┌──
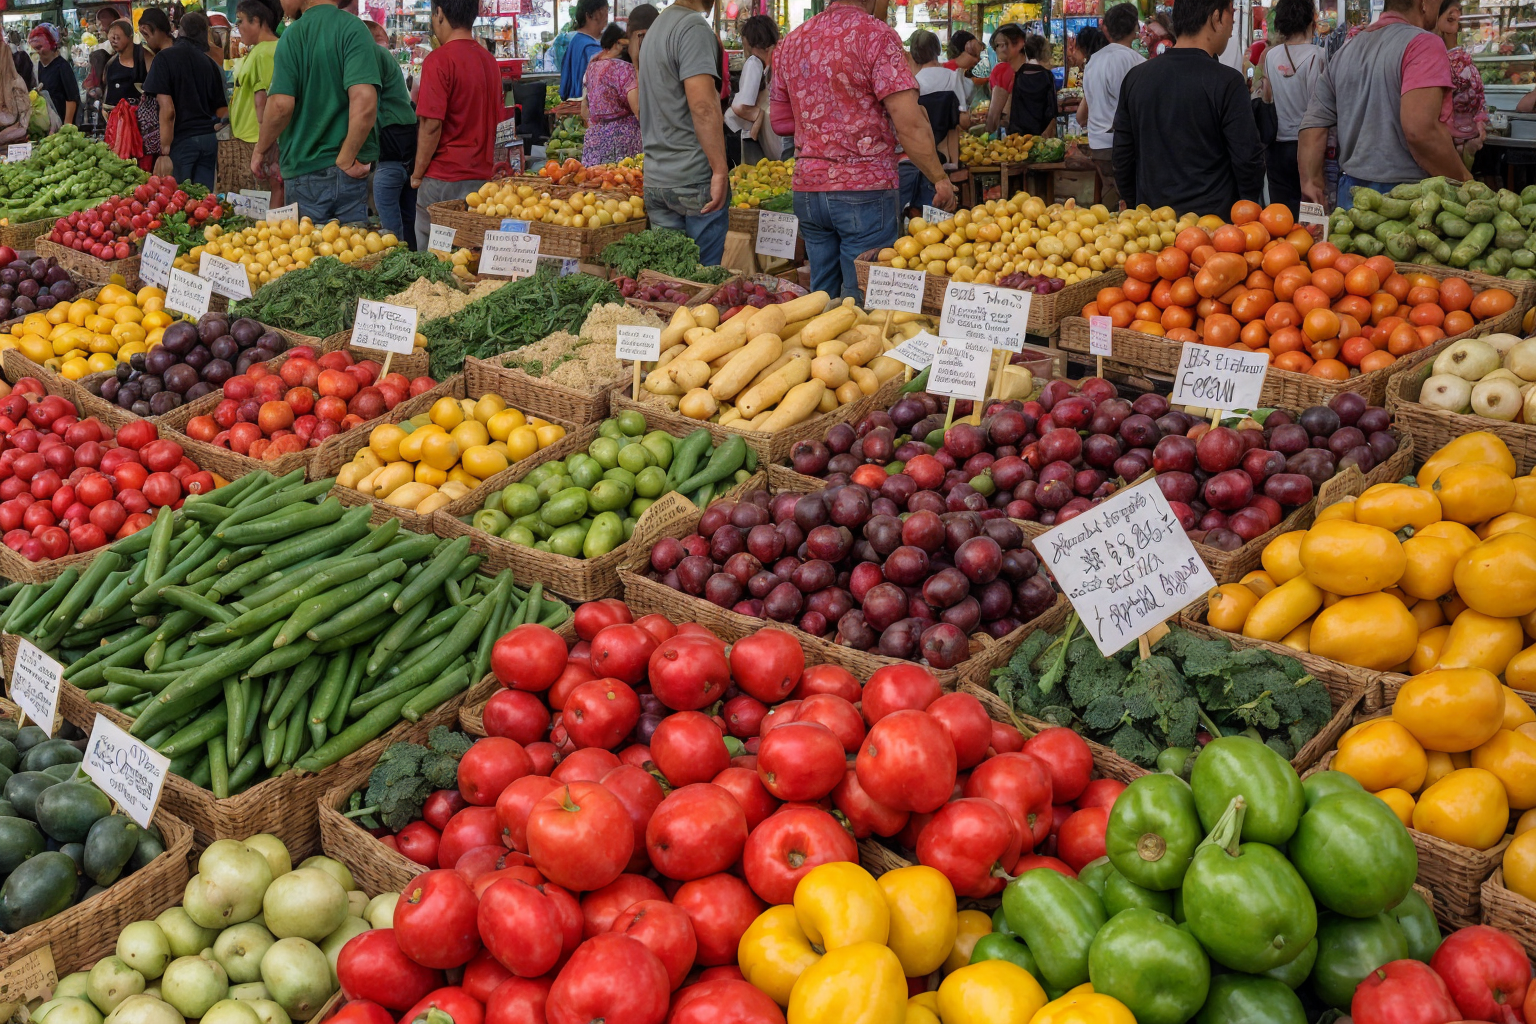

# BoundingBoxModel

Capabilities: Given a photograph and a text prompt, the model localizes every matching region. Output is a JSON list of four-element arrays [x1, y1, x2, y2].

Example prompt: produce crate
[[1482, 868, 1536, 959], [0, 217, 53, 250], [1386, 349, 1536, 475], [1056, 299, 1528, 409], [425, 199, 647, 259], [461, 351, 622, 426], [1304, 749, 1510, 929], [621, 269, 729, 318], [34, 236, 141, 288], [852, 248, 1124, 337], [1393, 261, 1536, 305]]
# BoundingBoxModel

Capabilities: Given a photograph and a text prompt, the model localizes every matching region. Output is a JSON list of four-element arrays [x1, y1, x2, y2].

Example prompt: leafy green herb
[[231, 248, 461, 337], [425, 268, 621, 378], [599, 227, 733, 283]]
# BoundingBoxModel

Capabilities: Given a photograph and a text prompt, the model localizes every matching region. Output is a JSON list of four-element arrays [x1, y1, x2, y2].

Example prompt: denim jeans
[[643, 180, 728, 266], [286, 164, 371, 224], [794, 188, 901, 301], [414, 177, 485, 252], [170, 133, 217, 192], [897, 161, 934, 218], [373, 161, 418, 249], [1337, 172, 1410, 211]]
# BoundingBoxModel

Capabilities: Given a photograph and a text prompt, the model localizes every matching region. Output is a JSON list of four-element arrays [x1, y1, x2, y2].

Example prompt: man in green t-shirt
[[251, 0, 381, 222], [370, 41, 419, 248]]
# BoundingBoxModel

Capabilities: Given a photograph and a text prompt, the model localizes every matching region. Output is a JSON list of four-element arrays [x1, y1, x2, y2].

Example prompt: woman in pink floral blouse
[[1436, 0, 1487, 161], [581, 24, 641, 165]]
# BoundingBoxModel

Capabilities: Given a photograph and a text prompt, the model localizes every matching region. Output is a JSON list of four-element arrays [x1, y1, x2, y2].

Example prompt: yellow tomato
[[370, 424, 407, 462], [1413, 768, 1510, 850], [419, 433, 461, 473], [535, 424, 567, 448], [795, 863, 889, 951], [1478, 512, 1536, 542], [1260, 531, 1306, 584], [938, 961, 1047, 1024], [1424, 750, 1459, 790], [414, 461, 449, 487], [429, 395, 465, 430], [487, 408, 527, 441], [450, 419, 491, 450], [1316, 499, 1356, 522], [1372, 788, 1416, 827], [1334, 719, 1428, 793], [1430, 462, 1516, 524], [1393, 667, 1506, 753], [1399, 535, 1460, 602], [1207, 584, 1259, 632], [1354, 482, 1442, 533], [1028, 985, 1137, 1024], [1506, 686, 1536, 730], [1473, 728, 1536, 809], [1456, 532, 1536, 618], [1308, 593, 1418, 671], [1417, 431, 1517, 489], [1504, 828, 1536, 901], [1241, 576, 1322, 642], [787, 943, 907, 1024], [473, 393, 507, 423], [506, 425, 540, 462], [1300, 520, 1406, 596], [1435, 610, 1526, 676]]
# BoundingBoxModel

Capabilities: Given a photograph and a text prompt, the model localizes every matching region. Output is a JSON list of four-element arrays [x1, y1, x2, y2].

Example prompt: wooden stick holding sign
[[616, 325, 662, 402], [1089, 315, 1113, 381]]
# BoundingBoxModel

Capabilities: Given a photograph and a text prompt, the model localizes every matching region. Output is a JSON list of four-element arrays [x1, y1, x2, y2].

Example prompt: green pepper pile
[[976, 740, 1431, 1022], [0, 126, 148, 225], [1329, 176, 1536, 279]]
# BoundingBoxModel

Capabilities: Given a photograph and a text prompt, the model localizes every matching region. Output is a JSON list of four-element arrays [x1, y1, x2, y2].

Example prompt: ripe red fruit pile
[[183, 347, 436, 460], [0, 379, 212, 560], [335, 598, 1105, 1024], [48, 177, 215, 261]]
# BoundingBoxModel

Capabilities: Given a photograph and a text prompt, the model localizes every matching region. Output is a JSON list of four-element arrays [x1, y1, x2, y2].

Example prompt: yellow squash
[[1433, 610, 1526, 676], [1416, 431, 1517, 489], [1372, 788, 1416, 827], [1412, 768, 1510, 850], [1416, 519, 1481, 554], [1241, 576, 1322, 642], [1308, 593, 1418, 671], [1333, 719, 1428, 793], [1299, 521, 1405, 596], [1455, 532, 1536, 617], [1353, 483, 1442, 533], [1393, 668, 1506, 752], [1206, 584, 1259, 632], [1429, 462, 1516, 524], [1472, 729, 1536, 809], [1478, 512, 1536, 542]]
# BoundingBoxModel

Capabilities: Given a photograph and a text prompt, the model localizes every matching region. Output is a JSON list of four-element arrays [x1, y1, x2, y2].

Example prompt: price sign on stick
[[1298, 202, 1328, 234], [940, 281, 1031, 352], [887, 330, 939, 371], [352, 299, 419, 356], [615, 325, 662, 362], [1171, 341, 1268, 413], [165, 269, 212, 318], [922, 205, 948, 225], [6, 142, 32, 162], [11, 640, 61, 737], [865, 266, 927, 315], [480, 230, 541, 278], [138, 233, 178, 288], [83, 714, 169, 830], [1089, 315, 1113, 357], [1035, 478, 1218, 657], [229, 192, 269, 218], [198, 252, 253, 300], [428, 224, 457, 253], [927, 338, 991, 401], [266, 203, 299, 224], [755, 211, 799, 259]]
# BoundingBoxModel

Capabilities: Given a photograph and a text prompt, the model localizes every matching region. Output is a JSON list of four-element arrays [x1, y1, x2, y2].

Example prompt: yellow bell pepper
[[1028, 985, 1137, 1024], [786, 942, 906, 1024], [1506, 687, 1536, 730], [939, 961, 1047, 1024], [1434, 610, 1526, 676], [1424, 750, 1459, 791], [1413, 768, 1510, 850], [946, 910, 995, 974], [1393, 667, 1505, 753], [877, 865, 958, 978], [905, 1005, 942, 1024], [1309, 593, 1419, 671], [1354, 483, 1442, 533], [1513, 476, 1536, 518], [1455, 532, 1536, 618], [1260, 530, 1306, 584], [794, 862, 890, 951], [1504, 828, 1536, 901], [1472, 729, 1536, 809], [1315, 499, 1356, 523], [1372, 788, 1416, 826], [1207, 583, 1260, 632], [739, 905, 821, 1007], [1418, 432, 1517, 488], [1430, 463, 1516, 524], [910, 993, 940, 1012]]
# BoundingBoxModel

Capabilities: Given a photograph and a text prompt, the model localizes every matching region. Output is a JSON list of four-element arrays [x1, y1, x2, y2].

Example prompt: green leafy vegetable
[[232, 248, 461, 337], [599, 227, 732, 283], [343, 726, 473, 832]]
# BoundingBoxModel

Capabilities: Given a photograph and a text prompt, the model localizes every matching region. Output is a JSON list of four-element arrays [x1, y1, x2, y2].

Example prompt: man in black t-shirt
[[29, 24, 78, 127], [142, 11, 228, 189]]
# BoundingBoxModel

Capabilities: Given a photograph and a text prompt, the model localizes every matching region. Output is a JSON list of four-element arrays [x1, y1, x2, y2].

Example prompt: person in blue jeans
[[142, 12, 227, 191]]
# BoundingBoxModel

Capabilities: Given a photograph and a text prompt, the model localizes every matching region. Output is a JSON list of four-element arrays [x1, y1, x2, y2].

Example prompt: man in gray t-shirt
[[637, 0, 728, 265]]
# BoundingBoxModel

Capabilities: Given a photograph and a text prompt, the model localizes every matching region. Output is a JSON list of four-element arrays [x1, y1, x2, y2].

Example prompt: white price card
[[887, 329, 939, 371], [229, 192, 269, 218], [428, 224, 457, 253], [480, 229, 541, 278], [352, 299, 419, 356], [495, 116, 519, 148], [6, 142, 32, 162], [922, 205, 949, 225], [10, 639, 61, 736], [0, 945, 57, 1004], [500, 219, 531, 233], [615, 325, 662, 362], [864, 266, 927, 315], [560, 258, 579, 276], [239, 189, 272, 202], [266, 203, 299, 224], [83, 714, 169, 830], [138, 232, 178, 289], [1298, 202, 1327, 229], [1089, 315, 1113, 357], [1035, 478, 1218, 657], [1171, 341, 1268, 413], [755, 211, 799, 259], [165, 268, 212, 318], [198, 251, 253, 300], [927, 337, 992, 401], [940, 281, 1032, 352]]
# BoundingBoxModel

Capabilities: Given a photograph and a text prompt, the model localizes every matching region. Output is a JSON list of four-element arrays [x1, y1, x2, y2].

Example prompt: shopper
[[96, 7, 122, 40], [1077, 4, 1142, 209], [636, 0, 729, 264], [770, 0, 957, 298], [103, 19, 149, 112], [1111, 0, 1263, 215], [136, 8, 173, 172], [1437, 0, 1487, 163], [230, 1, 278, 189], [983, 23, 1025, 133], [725, 15, 779, 167], [142, 12, 226, 188], [625, 3, 658, 63], [1143, 13, 1174, 56], [30, 25, 78, 128], [581, 24, 640, 164], [1007, 34, 1058, 136], [409, 0, 502, 250], [1298, 0, 1468, 207], [254, 0, 381, 223], [900, 29, 963, 215], [560, 0, 608, 100], [9, 32, 35, 91], [0, 37, 31, 146], [371, 36, 417, 247], [84, 49, 109, 132], [1261, 0, 1323, 212]]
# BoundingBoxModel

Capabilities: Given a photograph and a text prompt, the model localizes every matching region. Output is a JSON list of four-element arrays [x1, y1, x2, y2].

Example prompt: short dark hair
[[1103, 3, 1138, 40], [236, 1, 277, 30], [98, 6, 121, 21], [1023, 32, 1048, 59], [575, 0, 607, 28], [1075, 25, 1107, 56], [741, 14, 778, 50], [1171, 0, 1231, 40], [1438, 0, 1461, 16], [626, 3, 658, 33], [138, 7, 171, 35], [600, 22, 625, 47], [991, 22, 1026, 48], [909, 28, 941, 64], [431, 0, 478, 29], [1274, 0, 1315, 36], [108, 17, 135, 39], [947, 29, 975, 57], [179, 10, 209, 45]]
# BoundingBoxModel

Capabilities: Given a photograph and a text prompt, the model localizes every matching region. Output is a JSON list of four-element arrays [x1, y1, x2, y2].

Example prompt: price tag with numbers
[[230, 192, 269, 218], [6, 142, 32, 162], [139, 233, 178, 289], [351, 299, 419, 355], [198, 252, 252, 300], [266, 203, 299, 224], [615, 325, 662, 362], [11, 639, 61, 736], [1089, 315, 1113, 357], [755, 211, 799, 259], [1171, 341, 1267, 412], [480, 230, 541, 278], [887, 329, 938, 370], [927, 337, 991, 401], [922, 205, 948, 225], [864, 266, 926, 314], [428, 224, 457, 253], [165, 268, 212, 318], [940, 281, 1032, 353], [1034, 478, 1217, 656], [83, 714, 169, 830]]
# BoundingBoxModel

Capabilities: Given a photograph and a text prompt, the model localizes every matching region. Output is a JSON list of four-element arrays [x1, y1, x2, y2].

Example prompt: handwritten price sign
[[1171, 342, 1268, 413], [940, 282, 1032, 353], [352, 300, 419, 356], [83, 714, 169, 829]]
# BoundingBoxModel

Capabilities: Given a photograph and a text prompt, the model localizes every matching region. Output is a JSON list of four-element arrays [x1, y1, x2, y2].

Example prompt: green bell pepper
[[1195, 975, 1307, 1024], [1189, 735, 1306, 845], [1289, 791, 1417, 918], [1105, 773, 1202, 891], [990, 905, 1018, 937], [1088, 909, 1210, 1024], [1386, 889, 1441, 962], [1077, 856, 1173, 915], [1261, 937, 1318, 989], [1310, 913, 1409, 1008], [1300, 769, 1363, 808], [970, 932, 1046, 987], [1001, 868, 1106, 990], [1181, 797, 1318, 974]]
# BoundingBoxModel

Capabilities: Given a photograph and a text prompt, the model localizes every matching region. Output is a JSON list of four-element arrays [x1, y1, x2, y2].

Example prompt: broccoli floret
[[419, 728, 474, 790], [1162, 696, 1202, 749], [1066, 647, 1128, 710], [428, 726, 474, 760], [1229, 690, 1281, 732], [379, 777, 433, 832], [1266, 734, 1296, 761], [1036, 705, 1077, 728], [364, 743, 426, 808], [1081, 694, 1132, 733]]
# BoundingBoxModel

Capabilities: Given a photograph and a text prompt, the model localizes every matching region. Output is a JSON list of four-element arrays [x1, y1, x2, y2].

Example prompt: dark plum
[[1356, 407, 1391, 434], [884, 545, 931, 587], [954, 536, 1002, 584], [1204, 469, 1254, 511], [1298, 406, 1341, 438], [710, 526, 746, 563], [1269, 423, 1310, 456], [734, 600, 765, 617], [698, 503, 733, 538], [730, 502, 770, 529], [763, 582, 805, 622], [999, 547, 1039, 581], [944, 423, 987, 460], [1168, 501, 1197, 530], [1367, 431, 1398, 462], [676, 555, 714, 595], [876, 619, 922, 660], [1196, 427, 1245, 473], [799, 611, 829, 636], [777, 521, 805, 554], [1114, 450, 1153, 483], [1328, 392, 1368, 426], [908, 490, 947, 516], [1326, 426, 1367, 460], [1199, 510, 1228, 532], [1338, 445, 1377, 475], [826, 422, 856, 454], [723, 552, 763, 586], [1119, 414, 1161, 449], [805, 524, 853, 562], [1013, 574, 1057, 621], [1037, 478, 1073, 510], [1228, 507, 1272, 542], [705, 573, 744, 608], [1202, 528, 1244, 552], [806, 587, 854, 626], [976, 579, 1015, 621], [889, 396, 927, 429], [988, 409, 1028, 447], [849, 562, 884, 602], [792, 559, 836, 593], [836, 609, 876, 650], [880, 473, 918, 508], [1241, 448, 1286, 487], [923, 567, 971, 609], [863, 428, 896, 463], [1083, 434, 1123, 470], [863, 514, 903, 557], [870, 496, 901, 520], [1156, 412, 1192, 438], [1074, 469, 1106, 497], [1131, 393, 1169, 418], [1038, 427, 1082, 464], [1051, 396, 1094, 430], [1287, 449, 1336, 489], [794, 494, 829, 531], [747, 524, 784, 564], [748, 571, 783, 599], [944, 513, 982, 553], [981, 518, 1023, 550], [652, 537, 686, 573], [900, 509, 944, 553], [1156, 472, 1199, 505], [920, 622, 970, 668], [991, 456, 1030, 491], [829, 486, 872, 528], [827, 453, 862, 476], [863, 582, 909, 631], [939, 595, 982, 635], [772, 556, 802, 579]]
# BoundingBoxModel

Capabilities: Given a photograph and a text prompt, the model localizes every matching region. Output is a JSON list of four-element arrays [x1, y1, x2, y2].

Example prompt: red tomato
[[861, 664, 942, 724], [580, 873, 667, 938], [666, 978, 786, 1024], [965, 752, 1054, 849], [791, 663, 861, 702], [588, 622, 660, 685], [831, 767, 908, 839], [758, 701, 801, 738], [545, 933, 670, 1024], [472, 865, 546, 900], [395, 821, 441, 868], [990, 721, 1026, 754], [1022, 727, 1094, 803], [480, 690, 552, 747], [1075, 779, 1126, 811], [742, 805, 858, 905], [854, 710, 957, 814], [525, 742, 557, 776], [698, 967, 747, 984], [925, 692, 993, 769], [563, 678, 641, 750], [330, 1002, 395, 1024], [423, 790, 468, 832], [454, 846, 524, 888], [1012, 854, 1077, 878], [550, 747, 621, 785], [1352, 960, 1462, 1024], [461, 950, 514, 1005], [645, 783, 749, 882], [539, 879, 585, 963], [599, 764, 665, 871], [547, 660, 597, 711], [495, 775, 557, 852], [485, 977, 553, 1024], [1055, 806, 1110, 872], [573, 598, 633, 641], [792, 694, 866, 753], [756, 721, 845, 802], [336, 930, 444, 1010], [458, 737, 534, 806], [650, 711, 731, 788], [710, 766, 780, 832], [394, 871, 482, 969], [1429, 925, 1531, 1022], [646, 634, 732, 711], [727, 628, 805, 704], [671, 873, 765, 966], [612, 899, 698, 990], [397, 987, 483, 1024], [439, 806, 503, 869], [526, 781, 634, 892], [492, 624, 569, 691], [916, 797, 1021, 898], [479, 878, 562, 977]]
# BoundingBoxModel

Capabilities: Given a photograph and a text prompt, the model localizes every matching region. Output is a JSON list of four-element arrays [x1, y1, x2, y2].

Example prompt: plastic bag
[[28, 92, 57, 137], [105, 99, 143, 159]]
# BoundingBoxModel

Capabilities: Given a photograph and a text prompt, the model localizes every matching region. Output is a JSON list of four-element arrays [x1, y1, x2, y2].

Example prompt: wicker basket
[[621, 269, 729, 318], [34, 236, 141, 287], [1482, 867, 1536, 958], [1387, 352, 1536, 474], [426, 199, 647, 258], [318, 761, 431, 898], [0, 217, 53, 251], [851, 249, 1125, 337], [1394, 261, 1536, 305], [462, 351, 622, 426]]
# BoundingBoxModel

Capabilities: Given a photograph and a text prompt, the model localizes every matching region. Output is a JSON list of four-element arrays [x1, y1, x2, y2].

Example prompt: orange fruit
[[1437, 277, 1473, 311], [1125, 252, 1160, 282], [1344, 265, 1382, 297], [1135, 301, 1163, 323], [1082, 301, 1102, 319], [1369, 292, 1400, 324], [1303, 307, 1341, 342], [1110, 300, 1137, 328], [1382, 273, 1411, 302], [1240, 222, 1272, 252], [1293, 285, 1332, 315], [1273, 265, 1313, 301], [1247, 269, 1276, 291], [1310, 358, 1351, 380], [1177, 227, 1212, 254], [1157, 247, 1191, 280], [1334, 253, 1366, 274], [1342, 335, 1377, 367], [1274, 350, 1315, 373], [1162, 305, 1195, 330], [1471, 288, 1517, 320], [1387, 322, 1423, 355], [1123, 277, 1152, 303], [1212, 225, 1249, 253], [1231, 200, 1262, 224], [1408, 303, 1445, 327], [1270, 326, 1306, 354], [1444, 310, 1474, 336], [1191, 245, 1217, 268], [1151, 279, 1176, 309], [1265, 301, 1301, 333], [1097, 286, 1126, 309], [1406, 285, 1442, 307], [1364, 256, 1396, 282], [1170, 277, 1200, 307], [1167, 327, 1200, 343], [1333, 295, 1373, 324], [1260, 204, 1296, 236], [1232, 289, 1276, 323], [1262, 241, 1301, 277], [1240, 320, 1270, 349], [1416, 324, 1446, 347], [1361, 350, 1397, 373], [1312, 268, 1346, 299], [1204, 314, 1241, 347], [1308, 242, 1341, 270]]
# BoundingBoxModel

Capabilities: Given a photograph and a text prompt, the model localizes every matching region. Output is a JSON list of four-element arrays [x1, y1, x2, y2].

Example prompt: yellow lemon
[[534, 424, 566, 448], [450, 420, 490, 450], [430, 396, 465, 430]]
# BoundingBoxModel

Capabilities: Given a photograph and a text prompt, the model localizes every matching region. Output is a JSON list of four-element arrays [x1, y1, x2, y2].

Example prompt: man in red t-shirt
[[410, 0, 504, 250]]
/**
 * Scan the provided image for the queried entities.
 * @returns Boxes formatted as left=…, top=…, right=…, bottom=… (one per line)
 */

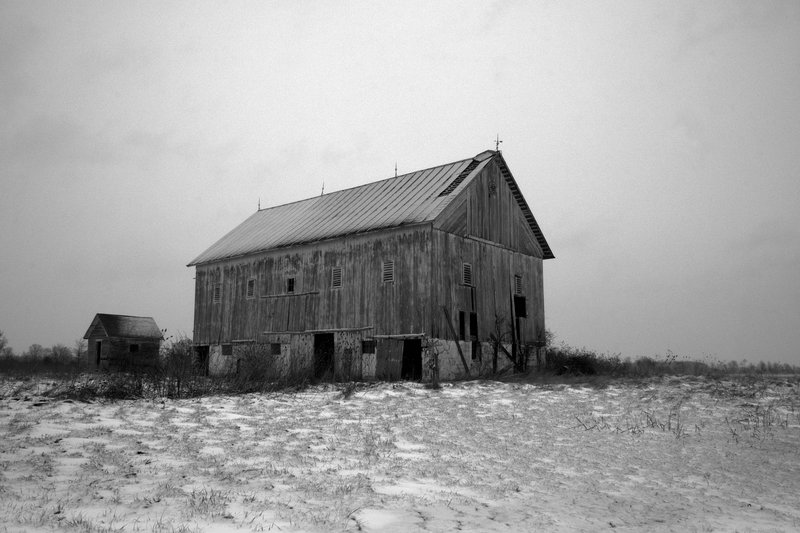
└──
### Task item
The copy should hold exactly the lines from the one containing "(one per line)" through the final line of the records above, both ends included, and no picture.

### Task answer
 * @returns Boxes formatted as left=…, top=…, right=…, bottom=… (one per line)
 */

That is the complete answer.